** DATA PROVIDED **
>> Start
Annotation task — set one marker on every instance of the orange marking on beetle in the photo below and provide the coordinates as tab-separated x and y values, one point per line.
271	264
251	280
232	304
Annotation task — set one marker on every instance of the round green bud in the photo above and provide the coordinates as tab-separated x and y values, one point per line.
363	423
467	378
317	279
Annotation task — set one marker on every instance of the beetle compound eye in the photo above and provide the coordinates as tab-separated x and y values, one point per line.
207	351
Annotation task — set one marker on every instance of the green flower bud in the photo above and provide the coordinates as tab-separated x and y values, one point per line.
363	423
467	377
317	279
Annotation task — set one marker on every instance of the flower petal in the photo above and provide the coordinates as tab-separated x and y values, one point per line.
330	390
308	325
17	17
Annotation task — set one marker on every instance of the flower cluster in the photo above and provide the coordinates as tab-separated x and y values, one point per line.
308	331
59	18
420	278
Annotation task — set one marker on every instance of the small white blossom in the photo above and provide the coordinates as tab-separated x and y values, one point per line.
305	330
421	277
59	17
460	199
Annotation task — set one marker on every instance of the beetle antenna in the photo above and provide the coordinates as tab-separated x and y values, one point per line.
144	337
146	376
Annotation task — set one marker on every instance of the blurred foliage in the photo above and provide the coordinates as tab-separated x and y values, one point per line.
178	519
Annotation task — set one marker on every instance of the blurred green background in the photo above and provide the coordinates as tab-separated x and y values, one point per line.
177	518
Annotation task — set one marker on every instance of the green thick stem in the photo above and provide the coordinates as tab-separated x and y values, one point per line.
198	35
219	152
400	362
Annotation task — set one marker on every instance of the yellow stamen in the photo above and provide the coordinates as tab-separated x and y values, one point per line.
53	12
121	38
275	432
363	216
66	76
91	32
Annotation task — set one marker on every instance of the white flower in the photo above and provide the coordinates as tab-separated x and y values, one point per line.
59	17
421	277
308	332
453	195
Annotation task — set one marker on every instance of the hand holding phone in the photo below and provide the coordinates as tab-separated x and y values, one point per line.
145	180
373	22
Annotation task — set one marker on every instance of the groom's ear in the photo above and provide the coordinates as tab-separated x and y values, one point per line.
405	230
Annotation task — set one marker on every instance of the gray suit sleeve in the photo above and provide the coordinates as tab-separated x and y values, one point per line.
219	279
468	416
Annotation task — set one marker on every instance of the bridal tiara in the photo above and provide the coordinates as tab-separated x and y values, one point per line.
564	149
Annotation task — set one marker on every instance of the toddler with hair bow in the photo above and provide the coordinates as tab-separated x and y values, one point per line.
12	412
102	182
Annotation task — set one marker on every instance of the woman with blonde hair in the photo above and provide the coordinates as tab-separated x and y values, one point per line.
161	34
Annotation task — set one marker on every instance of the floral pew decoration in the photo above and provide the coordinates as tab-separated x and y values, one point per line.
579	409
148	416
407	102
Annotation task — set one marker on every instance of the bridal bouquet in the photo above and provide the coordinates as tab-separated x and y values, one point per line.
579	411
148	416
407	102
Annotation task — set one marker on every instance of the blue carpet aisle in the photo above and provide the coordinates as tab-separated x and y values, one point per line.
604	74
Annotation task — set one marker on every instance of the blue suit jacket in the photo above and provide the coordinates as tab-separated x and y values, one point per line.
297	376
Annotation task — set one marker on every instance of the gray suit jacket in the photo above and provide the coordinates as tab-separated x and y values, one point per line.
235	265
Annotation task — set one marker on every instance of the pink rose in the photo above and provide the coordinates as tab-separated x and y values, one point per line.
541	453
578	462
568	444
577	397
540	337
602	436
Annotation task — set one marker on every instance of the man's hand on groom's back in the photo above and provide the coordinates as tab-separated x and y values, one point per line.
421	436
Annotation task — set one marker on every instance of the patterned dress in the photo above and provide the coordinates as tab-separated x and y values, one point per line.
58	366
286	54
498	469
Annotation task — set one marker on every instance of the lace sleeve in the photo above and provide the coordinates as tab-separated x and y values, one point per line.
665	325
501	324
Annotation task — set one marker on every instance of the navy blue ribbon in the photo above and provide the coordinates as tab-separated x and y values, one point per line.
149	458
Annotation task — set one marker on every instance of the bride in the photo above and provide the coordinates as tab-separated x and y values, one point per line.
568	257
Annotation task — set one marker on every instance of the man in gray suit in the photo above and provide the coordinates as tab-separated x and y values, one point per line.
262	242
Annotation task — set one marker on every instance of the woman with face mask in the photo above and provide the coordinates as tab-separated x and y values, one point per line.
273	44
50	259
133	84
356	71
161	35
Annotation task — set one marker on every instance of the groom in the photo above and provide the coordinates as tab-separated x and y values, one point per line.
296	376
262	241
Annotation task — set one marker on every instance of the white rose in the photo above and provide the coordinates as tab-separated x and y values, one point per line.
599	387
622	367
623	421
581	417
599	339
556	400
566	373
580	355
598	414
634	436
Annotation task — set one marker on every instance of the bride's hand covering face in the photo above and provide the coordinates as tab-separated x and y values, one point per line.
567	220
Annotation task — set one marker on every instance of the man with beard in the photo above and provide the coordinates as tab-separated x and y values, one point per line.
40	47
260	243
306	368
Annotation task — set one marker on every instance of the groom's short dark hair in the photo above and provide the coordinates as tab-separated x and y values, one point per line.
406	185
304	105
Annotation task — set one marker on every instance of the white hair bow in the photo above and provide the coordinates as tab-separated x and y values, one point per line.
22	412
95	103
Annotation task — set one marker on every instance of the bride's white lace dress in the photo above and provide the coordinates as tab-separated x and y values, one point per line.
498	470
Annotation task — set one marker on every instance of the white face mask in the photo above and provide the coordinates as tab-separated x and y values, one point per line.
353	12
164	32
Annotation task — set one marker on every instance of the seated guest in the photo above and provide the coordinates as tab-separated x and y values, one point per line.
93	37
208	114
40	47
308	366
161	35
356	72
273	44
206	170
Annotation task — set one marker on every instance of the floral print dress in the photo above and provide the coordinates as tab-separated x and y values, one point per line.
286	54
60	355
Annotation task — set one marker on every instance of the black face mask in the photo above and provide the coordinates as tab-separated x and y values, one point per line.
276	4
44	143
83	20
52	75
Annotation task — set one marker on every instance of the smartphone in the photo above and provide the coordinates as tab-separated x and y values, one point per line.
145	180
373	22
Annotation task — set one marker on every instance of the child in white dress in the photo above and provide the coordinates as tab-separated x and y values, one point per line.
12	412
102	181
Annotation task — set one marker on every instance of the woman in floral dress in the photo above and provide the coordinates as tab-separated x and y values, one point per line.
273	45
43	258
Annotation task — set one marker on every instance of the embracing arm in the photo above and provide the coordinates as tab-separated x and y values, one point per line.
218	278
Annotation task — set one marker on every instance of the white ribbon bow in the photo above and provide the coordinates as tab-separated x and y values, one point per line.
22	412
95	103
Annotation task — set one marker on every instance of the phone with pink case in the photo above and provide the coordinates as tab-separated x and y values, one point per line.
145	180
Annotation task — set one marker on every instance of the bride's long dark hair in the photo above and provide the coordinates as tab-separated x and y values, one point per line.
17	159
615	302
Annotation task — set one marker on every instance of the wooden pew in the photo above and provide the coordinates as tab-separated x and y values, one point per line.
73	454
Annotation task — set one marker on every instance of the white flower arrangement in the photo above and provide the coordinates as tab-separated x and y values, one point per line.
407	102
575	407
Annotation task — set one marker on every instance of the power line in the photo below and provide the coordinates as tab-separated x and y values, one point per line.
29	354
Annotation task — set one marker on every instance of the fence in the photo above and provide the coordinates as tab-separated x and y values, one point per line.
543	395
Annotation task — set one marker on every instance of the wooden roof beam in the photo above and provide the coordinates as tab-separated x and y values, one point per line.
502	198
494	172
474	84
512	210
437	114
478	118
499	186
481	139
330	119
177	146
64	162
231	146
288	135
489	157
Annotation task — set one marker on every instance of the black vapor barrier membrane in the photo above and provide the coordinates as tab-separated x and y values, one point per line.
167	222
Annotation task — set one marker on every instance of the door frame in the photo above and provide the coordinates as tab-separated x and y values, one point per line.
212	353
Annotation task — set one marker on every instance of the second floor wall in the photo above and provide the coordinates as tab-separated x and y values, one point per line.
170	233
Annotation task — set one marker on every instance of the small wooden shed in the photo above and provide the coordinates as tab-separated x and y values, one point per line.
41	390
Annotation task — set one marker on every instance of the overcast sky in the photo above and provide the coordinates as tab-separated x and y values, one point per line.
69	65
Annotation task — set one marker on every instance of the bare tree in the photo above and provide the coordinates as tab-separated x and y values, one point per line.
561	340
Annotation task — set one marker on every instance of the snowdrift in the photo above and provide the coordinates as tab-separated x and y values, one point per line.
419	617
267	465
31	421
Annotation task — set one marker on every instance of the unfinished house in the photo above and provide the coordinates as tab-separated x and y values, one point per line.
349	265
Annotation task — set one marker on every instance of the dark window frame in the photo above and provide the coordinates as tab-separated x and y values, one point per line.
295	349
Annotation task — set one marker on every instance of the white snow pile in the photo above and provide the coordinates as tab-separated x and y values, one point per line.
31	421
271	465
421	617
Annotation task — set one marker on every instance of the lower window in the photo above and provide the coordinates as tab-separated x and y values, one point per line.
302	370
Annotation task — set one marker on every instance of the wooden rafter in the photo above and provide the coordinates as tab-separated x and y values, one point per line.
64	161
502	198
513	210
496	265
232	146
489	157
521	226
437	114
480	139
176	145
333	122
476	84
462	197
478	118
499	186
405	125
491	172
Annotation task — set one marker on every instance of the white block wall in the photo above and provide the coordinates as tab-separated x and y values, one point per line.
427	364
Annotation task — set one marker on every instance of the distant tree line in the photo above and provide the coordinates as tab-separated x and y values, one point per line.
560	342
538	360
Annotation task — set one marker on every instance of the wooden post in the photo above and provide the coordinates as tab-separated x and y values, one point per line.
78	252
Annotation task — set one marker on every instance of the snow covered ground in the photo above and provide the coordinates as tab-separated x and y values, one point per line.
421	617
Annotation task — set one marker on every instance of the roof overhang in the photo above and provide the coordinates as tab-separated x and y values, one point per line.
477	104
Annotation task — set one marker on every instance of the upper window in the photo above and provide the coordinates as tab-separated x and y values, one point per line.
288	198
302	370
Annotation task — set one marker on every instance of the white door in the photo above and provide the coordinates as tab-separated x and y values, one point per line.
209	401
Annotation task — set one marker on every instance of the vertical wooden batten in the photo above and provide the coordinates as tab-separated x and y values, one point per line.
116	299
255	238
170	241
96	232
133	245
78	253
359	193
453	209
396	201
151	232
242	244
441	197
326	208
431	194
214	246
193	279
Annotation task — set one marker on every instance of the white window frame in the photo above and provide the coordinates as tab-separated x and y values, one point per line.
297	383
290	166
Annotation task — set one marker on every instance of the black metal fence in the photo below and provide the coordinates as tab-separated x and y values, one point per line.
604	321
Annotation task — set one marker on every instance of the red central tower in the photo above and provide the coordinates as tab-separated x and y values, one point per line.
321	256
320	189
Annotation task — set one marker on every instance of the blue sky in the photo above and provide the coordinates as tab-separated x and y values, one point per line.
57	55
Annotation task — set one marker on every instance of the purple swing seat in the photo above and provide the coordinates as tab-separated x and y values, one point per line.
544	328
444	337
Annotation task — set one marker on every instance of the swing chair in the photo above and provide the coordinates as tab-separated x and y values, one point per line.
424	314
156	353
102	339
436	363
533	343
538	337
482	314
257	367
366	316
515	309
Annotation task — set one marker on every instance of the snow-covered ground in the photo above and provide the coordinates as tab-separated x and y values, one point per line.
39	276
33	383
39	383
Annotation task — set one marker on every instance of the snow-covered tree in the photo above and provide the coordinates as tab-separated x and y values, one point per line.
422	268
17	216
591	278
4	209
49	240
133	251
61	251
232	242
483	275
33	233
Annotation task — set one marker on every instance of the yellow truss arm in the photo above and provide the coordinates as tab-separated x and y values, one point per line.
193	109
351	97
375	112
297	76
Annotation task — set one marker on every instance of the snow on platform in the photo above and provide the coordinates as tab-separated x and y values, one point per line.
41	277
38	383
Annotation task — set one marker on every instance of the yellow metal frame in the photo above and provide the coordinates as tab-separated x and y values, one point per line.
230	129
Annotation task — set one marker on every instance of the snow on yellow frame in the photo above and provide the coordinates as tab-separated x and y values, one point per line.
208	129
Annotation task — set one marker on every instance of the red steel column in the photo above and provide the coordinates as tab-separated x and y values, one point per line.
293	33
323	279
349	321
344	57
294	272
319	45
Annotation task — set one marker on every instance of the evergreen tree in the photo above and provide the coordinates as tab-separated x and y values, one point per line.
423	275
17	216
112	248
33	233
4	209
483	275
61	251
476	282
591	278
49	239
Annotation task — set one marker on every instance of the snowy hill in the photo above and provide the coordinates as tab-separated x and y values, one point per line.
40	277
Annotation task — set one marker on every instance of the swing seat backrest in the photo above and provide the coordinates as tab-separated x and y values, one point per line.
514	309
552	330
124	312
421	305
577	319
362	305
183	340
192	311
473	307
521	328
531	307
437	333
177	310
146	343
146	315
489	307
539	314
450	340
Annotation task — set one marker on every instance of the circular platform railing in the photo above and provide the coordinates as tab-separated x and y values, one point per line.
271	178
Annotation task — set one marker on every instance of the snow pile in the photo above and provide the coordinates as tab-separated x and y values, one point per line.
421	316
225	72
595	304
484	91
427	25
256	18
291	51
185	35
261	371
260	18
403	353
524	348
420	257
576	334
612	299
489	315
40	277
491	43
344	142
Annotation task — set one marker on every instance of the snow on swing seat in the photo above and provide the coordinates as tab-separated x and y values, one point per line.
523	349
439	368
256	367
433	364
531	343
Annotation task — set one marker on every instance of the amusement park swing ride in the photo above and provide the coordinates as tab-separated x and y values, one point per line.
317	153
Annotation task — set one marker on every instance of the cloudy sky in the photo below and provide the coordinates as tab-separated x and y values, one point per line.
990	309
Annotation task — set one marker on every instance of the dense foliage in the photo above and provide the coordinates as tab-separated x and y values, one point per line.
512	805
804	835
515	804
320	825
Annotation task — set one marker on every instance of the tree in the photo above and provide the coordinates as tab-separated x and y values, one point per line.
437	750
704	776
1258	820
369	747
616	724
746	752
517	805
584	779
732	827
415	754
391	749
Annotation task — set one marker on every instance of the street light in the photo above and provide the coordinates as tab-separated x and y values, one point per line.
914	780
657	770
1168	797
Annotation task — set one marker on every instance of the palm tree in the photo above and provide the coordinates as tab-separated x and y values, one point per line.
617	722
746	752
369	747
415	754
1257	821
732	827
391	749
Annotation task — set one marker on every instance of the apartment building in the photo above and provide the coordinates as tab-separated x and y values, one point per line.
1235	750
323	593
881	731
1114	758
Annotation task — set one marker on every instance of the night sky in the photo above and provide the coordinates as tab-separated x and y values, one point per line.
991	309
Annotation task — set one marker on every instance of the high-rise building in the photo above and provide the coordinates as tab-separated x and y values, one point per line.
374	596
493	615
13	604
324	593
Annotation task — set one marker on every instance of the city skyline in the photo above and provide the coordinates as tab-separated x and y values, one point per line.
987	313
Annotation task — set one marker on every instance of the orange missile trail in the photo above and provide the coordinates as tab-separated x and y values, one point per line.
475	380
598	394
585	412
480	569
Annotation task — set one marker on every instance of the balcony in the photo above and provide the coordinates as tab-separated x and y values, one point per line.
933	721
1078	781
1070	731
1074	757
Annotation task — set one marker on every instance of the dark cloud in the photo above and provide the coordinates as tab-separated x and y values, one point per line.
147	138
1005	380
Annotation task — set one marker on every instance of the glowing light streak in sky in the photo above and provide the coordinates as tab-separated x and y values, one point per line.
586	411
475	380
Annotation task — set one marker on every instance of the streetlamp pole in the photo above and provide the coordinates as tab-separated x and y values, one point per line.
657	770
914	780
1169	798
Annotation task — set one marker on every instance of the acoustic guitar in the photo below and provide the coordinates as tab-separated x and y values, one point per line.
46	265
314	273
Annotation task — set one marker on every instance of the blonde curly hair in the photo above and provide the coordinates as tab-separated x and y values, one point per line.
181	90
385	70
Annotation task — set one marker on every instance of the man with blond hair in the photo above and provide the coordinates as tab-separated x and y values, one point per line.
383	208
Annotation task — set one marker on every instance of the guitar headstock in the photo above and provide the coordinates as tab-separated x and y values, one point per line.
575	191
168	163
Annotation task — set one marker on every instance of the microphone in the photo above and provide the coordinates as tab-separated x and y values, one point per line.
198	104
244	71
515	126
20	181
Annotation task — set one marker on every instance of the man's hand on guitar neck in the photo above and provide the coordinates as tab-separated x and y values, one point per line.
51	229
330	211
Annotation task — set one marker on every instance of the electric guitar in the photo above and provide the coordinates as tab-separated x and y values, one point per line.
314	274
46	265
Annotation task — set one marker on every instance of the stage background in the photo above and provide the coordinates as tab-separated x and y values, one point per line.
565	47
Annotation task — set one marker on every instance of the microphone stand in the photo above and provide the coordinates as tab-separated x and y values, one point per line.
>> End
** GIVEN REQUEST **
The answer consists only of the lines from the one containing "of the electric" to the end of the records, each written out exactly.

** EXERCISE SOLUTION **
Annotation task — set one marker on every instance of the electric guitar in the photo above and provide the coordinates as tab-separated x and y values, one point per line.
314	274
46	265
Annotation task — set one marker on every instance of the stage background in the photo above and provide the coordinates as tab-separated x and y values, one point per line.
565	47
Annotation task — set one marker on every instance of the microphone stand in the photo above and provide the coordinates as tab-separated x and y values, one point per line.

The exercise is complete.